### Exercise
Rewrite the lines below, putting "image coordinates" wherever "pixel coordinates" appears and keeping everything else the same.

Stored records
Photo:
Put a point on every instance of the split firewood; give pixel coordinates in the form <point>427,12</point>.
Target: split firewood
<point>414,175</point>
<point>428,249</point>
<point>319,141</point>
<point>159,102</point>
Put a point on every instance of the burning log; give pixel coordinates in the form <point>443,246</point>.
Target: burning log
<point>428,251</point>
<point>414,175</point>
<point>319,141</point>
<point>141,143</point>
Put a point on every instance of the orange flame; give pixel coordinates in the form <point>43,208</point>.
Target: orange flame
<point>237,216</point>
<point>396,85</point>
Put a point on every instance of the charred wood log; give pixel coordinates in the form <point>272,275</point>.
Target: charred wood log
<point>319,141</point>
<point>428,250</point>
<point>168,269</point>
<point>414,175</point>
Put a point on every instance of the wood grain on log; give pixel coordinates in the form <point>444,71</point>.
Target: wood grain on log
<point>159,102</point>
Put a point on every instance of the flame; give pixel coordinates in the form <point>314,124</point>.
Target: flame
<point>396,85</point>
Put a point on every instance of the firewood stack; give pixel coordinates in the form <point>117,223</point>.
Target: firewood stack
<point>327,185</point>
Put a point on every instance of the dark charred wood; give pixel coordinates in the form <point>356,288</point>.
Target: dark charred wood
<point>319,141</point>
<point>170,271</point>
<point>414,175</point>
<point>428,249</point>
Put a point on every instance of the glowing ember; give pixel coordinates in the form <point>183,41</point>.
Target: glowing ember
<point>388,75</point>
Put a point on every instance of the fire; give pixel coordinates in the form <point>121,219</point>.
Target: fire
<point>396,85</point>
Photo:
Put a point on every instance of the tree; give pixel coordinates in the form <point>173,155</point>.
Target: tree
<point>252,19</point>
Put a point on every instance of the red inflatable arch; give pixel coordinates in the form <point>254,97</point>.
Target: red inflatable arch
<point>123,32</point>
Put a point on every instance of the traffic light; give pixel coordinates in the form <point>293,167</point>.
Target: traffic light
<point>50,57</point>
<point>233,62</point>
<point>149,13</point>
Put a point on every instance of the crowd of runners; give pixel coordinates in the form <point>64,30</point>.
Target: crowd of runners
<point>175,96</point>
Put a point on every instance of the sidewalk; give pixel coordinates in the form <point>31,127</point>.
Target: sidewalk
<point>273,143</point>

### Result of this exercise
Photo:
Put a point on every instance of the split firewood; give image coordinates in the form <point>427,12</point>.
Target: split firewood
<point>414,175</point>
<point>428,249</point>
<point>319,141</point>
<point>159,102</point>
Put a point on every instance of the burning log; give image coordinates in the form <point>443,246</point>.
Target: burning log
<point>428,251</point>
<point>414,175</point>
<point>319,141</point>
<point>141,143</point>
Put a point on every instance of the orange flame; give image coordinates in the form <point>43,208</point>.
Target: orange flame
<point>237,216</point>
<point>396,85</point>
Put a point on every instance of the charred wood log; give image coordinates in the form <point>272,275</point>.
Target: charred wood log
<point>319,141</point>
<point>428,250</point>
<point>168,269</point>
<point>414,175</point>
Put a point on every instance of the wood grain on log; give image coordinates in the form <point>444,71</point>.
Target: wood grain on log
<point>159,102</point>
Put a point on every instance of the flame; give image coordinates in the form <point>314,124</point>.
Target: flame
<point>396,85</point>
Put a point on every instance of the firewood stack; give image coordinates in the form <point>117,223</point>.
Target: firewood stack
<point>327,185</point>
Put a point on every instance of the dark charred wood; give image coordinates in the form <point>356,288</point>.
Target: dark charred wood
<point>319,141</point>
<point>170,271</point>
<point>414,175</point>
<point>428,249</point>
Put a point on every instance of the glowing ember; give image coordinates in the form <point>183,41</point>.
Target: glowing ember
<point>388,75</point>
Put a point on every instance of the fire; give image coordinates in the form <point>121,219</point>.
Target: fire
<point>396,85</point>
Photo:
Put a point on every instance of the tree; give image coordinates in the form <point>173,155</point>.
Target: tree
<point>252,19</point>
Put a point on every instance of the red inflatable arch; give image coordinates in the form <point>254,97</point>.
Target: red inflatable arch
<point>123,32</point>
Put a point on every instance of the traffic light; give image coordinates in the form <point>293,167</point>.
Target: traffic light
<point>50,57</point>
<point>233,62</point>
<point>149,13</point>
Put a point on every instance of the crowd of runners; give image coordinates in the form <point>64,30</point>.
Target: crowd of runners
<point>175,96</point>
Put a point on every instance of the sidewalk; give image coordinates in the form <point>31,127</point>.
Target: sidewalk
<point>273,143</point>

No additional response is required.